── DATA SHOWN ──
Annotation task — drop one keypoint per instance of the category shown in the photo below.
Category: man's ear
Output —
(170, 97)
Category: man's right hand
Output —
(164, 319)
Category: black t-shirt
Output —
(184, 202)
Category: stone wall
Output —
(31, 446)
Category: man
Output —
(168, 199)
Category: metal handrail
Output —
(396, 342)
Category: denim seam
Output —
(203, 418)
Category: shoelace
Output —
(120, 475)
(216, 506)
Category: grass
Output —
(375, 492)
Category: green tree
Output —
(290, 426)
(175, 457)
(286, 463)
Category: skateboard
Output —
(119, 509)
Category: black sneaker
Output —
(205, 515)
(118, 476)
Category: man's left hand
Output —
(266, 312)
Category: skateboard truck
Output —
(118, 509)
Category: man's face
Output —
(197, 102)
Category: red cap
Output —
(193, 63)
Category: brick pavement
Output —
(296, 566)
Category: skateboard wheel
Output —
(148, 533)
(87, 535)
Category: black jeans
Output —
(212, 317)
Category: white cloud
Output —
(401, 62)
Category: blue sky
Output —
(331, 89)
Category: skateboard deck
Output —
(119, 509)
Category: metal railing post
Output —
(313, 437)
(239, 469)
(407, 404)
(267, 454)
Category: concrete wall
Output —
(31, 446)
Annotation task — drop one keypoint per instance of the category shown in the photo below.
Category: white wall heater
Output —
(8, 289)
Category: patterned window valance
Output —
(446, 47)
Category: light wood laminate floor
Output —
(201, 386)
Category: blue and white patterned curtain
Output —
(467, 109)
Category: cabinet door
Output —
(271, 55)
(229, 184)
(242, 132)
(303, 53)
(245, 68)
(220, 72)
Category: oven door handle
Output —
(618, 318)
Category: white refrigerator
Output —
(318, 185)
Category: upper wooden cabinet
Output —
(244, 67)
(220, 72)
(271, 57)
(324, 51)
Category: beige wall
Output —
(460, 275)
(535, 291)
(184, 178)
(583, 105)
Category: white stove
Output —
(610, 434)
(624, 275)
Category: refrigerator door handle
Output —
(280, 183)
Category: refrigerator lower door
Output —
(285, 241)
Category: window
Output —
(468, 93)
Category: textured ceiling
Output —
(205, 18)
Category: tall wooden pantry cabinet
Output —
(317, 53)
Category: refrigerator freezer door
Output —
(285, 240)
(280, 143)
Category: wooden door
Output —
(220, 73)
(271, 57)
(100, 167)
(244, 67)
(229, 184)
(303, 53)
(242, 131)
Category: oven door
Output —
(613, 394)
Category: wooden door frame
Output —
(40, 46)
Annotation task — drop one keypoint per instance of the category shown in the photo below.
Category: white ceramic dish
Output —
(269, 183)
───
Reproduce the listing above exactly from the line containing "Category: patterned window valance" through its last line, with both of those lines included.

> TASK OUTPUT
Category: patterned window valance
Output —
(446, 47)
Category: light wood laminate floor
Output —
(201, 386)
Category: blue and white patterned curtain
Output —
(467, 109)
Category: cabinet door
Output —
(271, 55)
(229, 184)
(242, 132)
(303, 53)
(245, 68)
(220, 72)
Category: oven door handle
Output —
(618, 318)
Category: white refrigerator
Output —
(318, 185)
Category: upper wooden cabinet
Output —
(244, 67)
(220, 72)
(271, 57)
(324, 51)
Category: beige wall
Output —
(460, 275)
(535, 291)
(184, 178)
(583, 105)
Category: white stove
Output —
(610, 434)
(624, 275)
Category: refrigerator door handle
Output —
(280, 183)
Category: refrigerator lower door
Output —
(285, 241)
Category: window
Output —
(468, 93)
Category: textured ceiling
Output —
(205, 18)
Category: tall wooden pantry cabinet
Output —
(317, 53)
Category: refrigerator freezer door
Output —
(285, 240)
(280, 143)
Category: wooden door
Output —
(220, 73)
(271, 57)
(100, 167)
(244, 67)
(229, 184)
(303, 53)
(242, 131)
Category: oven door
Output —
(613, 394)
Category: wooden door frame
Output —
(40, 46)
Annotation task — drop one keypoint per instance of the category shown in the photo below.
Category: white ceramic dish
Output —
(269, 183)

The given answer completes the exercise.